Task>
Continue the passage on search images from the point where it stops, writing what comes next.

Exercise passage>
────────────────────

This raises the question of the search images carried by animals and people, a part of the monitoring that is ever a part of the aware state. The best example of a search image is familiar to us all. We know a dog can be used to track a fugitive or someone lost, holding the image in its mind, continuously comparing it with every new imaged sensed, allowing the decision to continue following the trail. A dog can also be trained to detect the presence of drugs in airports. Training provides the search images it uses daily.
Search images are part of the animal minds we have inherited. We know that our hominin ancestors moved around all and every day, hunting or foraging. Each carried many search images necessary to their activity. The hunters sought tracks, droppings and the rubbings of prey animals. Their female gatherers knew the images of hundreds of edible plants or small animals and the sort of evidence of their presence. Effective search images kept our ancestors well fed for millions of years. When they created stone tools, suitable stones and rocks for making tools entered the search images of these foragers. Every likely stone was picked up and examined before the decision to discard or keep it.
I suspect that this inherited search image talent has been built into modern shop design. We wander through supermarkets or department stores, aware and monitoring with our search images to do our shopping, always alerting to anything that provides an OR, and a decision to discard or purchase.

────────────────────

Extracted records>
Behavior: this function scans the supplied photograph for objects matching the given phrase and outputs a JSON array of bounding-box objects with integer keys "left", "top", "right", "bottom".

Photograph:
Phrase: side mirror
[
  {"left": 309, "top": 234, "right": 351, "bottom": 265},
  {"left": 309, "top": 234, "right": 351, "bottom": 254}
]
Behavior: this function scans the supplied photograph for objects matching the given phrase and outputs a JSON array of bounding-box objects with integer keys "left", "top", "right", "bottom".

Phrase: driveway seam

────────────────────

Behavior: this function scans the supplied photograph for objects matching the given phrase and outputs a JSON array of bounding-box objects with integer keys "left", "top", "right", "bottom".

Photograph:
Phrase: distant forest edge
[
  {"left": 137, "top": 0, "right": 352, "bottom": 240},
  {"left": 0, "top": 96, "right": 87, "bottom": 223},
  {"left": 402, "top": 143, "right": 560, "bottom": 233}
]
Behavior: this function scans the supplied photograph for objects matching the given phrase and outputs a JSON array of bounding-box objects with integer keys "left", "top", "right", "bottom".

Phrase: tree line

────────────────────

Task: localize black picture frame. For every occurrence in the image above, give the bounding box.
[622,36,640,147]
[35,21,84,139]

────────────────────

Answer space>
To me, so much of our human minds was designed in animals. I have never worried about gods or god stories for the last seventy years. Yet I knew all these religion stories of our origin and I have learned much about an alternative set of stories, evolution. My stories still provide no information of gods and their hundred forms of magic, of creating us in their image, monitoring our guilts or virtues, keeping log books of our suitability for entrance to heaven. But they do provide real evidence that we were created by natural selection, always shaping and reshaping our minds and bodies. My stories completely turn the stories of our creation by magic into beautiful myths.
The stories arose in the minds of people who really had no information on which to create any realistic stories of their origins. Their knowledge of their world was built on their need to thrive, and to survive. Gods were made by hunter-gatherers who were dependent on what they could find if they were to thrive every day. They were subject to every force of climate or weather, of every unexpected raid by greedy neighbours. Gods provided stories to account for everything they then had no way of understanding. Certainly believing in mostly friendly gods gave them the security they expected in every part of their physical and societal worlds. They could thank their gods for every survival through the forces of nature or enemies, but the credit was always their own. Every improvement they and the communities they built, was seized by natural selection; it produced us. But they shaped the religions they produced into ways of thinking and living that became part of daily life, a cultural life within a warm and embracing community. It became part of the success of our species. We no longer need religion to maintain our societies, but it remains a powerful emotional need for most people, not easily rejected nor discarded. Time, information and education will eventually make religion unnecessary for perhaps most people; but never for all people.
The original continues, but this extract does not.